GOAL:
Working from the entries that follow, transcribe exactly and only the lines from the one with "the snow-covered roof" through the last, pictures excluded.

SOURCE MATERIAL:
::::::::::

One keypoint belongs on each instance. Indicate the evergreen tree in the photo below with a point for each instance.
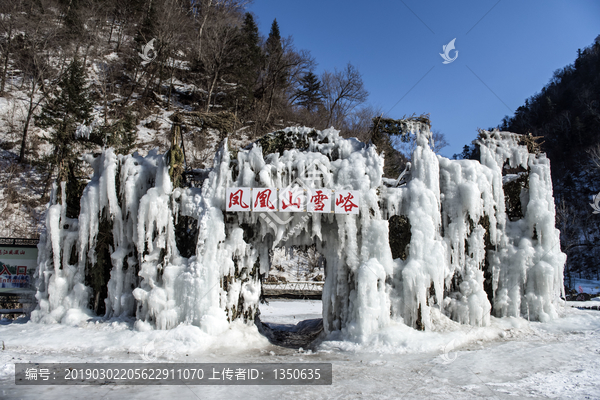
(309, 95)
(273, 45)
(64, 112)
(248, 67)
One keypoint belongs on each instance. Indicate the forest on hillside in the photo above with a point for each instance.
(80, 75)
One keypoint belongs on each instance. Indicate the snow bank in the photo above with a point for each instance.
(444, 244)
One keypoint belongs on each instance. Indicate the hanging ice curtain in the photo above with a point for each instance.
(292, 199)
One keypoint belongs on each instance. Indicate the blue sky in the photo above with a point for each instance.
(507, 51)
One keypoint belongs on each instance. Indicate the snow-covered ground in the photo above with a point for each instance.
(511, 358)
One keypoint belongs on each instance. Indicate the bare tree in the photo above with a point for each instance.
(343, 92)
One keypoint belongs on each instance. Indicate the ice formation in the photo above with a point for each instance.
(471, 239)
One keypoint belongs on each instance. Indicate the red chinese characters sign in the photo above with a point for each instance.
(238, 199)
(292, 199)
(320, 201)
(346, 201)
(264, 199)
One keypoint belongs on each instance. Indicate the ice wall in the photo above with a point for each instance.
(445, 239)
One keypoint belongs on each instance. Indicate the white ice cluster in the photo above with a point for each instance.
(461, 252)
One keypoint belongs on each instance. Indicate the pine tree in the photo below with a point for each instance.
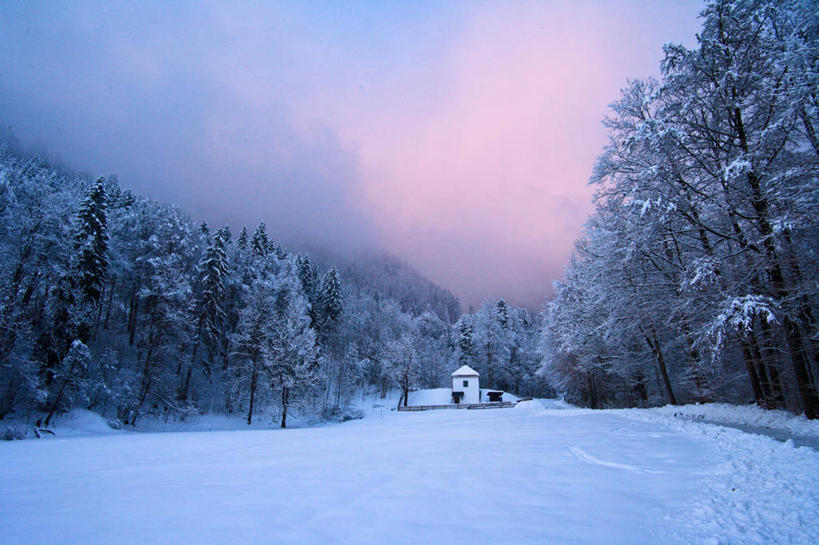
(210, 312)
(243, 239)
(308, 276)
(502, 310)
(260, 243)
(91, 244)
(332, 299)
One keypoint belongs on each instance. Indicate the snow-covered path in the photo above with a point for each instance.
(522, 475)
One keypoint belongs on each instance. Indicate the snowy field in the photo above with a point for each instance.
(542, 472)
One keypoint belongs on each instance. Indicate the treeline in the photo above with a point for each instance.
(122, 305)
(696, 277)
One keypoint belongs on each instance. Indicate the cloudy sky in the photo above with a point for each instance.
(456, 135)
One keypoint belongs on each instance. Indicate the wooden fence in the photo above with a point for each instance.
(495, 405)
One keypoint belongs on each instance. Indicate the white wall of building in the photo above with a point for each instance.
(471, 392)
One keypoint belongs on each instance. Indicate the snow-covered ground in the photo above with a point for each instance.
(537, 473)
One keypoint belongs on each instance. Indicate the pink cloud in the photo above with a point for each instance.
(474, 167)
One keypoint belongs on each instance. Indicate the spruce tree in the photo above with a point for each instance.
(260, 243)
(332, 298)
(91, 244)
(308, 276)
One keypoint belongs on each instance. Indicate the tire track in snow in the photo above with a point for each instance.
(586, 457)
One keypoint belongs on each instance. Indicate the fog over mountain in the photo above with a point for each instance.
(458, 136)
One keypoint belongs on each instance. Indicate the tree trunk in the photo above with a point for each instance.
(658, 354)
(285, 395)
(254, 378)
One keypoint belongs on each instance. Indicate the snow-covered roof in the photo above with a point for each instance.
(465, 371)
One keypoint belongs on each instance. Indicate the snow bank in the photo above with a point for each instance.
(529, 475)
(745, 415)
(80, 423)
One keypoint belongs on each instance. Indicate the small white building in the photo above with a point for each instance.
(466, 386)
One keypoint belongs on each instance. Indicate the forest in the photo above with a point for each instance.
(695, 278)
(119, 304)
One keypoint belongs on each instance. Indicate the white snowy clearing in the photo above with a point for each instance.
(541, 472)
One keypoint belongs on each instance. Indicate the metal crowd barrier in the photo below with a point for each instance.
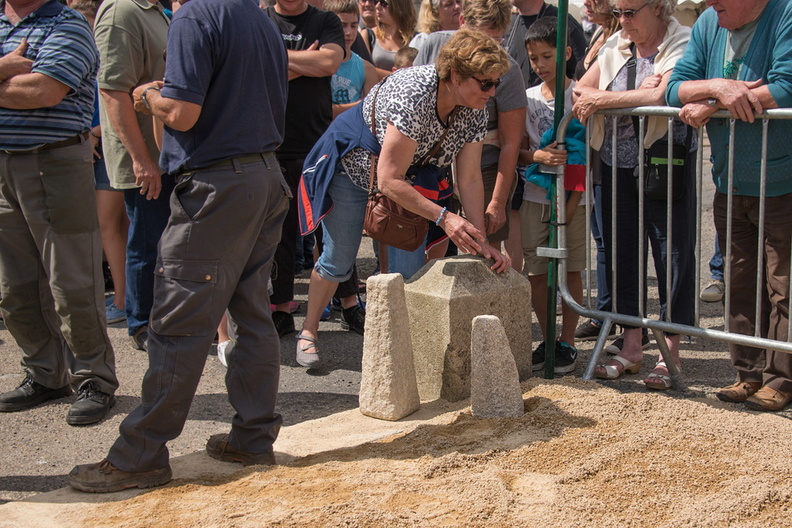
(656, 326)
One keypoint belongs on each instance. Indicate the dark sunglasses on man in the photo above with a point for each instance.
(487, 85)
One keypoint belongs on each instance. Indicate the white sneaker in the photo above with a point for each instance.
(713, 292)
(224, 350)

::::::::::

TASK OUTPUT:
One keypoint belongs on each instance. Indicate the snow-covered roof in the photo above with a point for each instance.
(465, 371)
One keypoint belongs on each instance. Indicate the snow bank in the photo above with a point for each instance.
(529, 475)
(745, 415)
(80, 423)
One keypoint belongs on each instance. Indicate the small white building in the photo above with a point for each instance.
(466, 386)
One keypoint belongs on each instance. Indicate the forest in the photo above with a point for each instance.
(695, 278)
(119, 304)
One keypoint belongs on each instance. Indicate the white snowy clearing in the photo above with a point for each instance.
(541, 472)
One keypoint belongs on each instance. Indicate the metal crowd barrier in the photo below with a point for each instance.
(656, 326)
One keypoint belongs on each instance. Indicate the dark sunglasses on man in the photo above with a point for each instance.
(487, 85)
One keypoint belongs on each instance. Indicate the white sneaker in the photo above with a point for each instance.
(713, 292)
(224, 350)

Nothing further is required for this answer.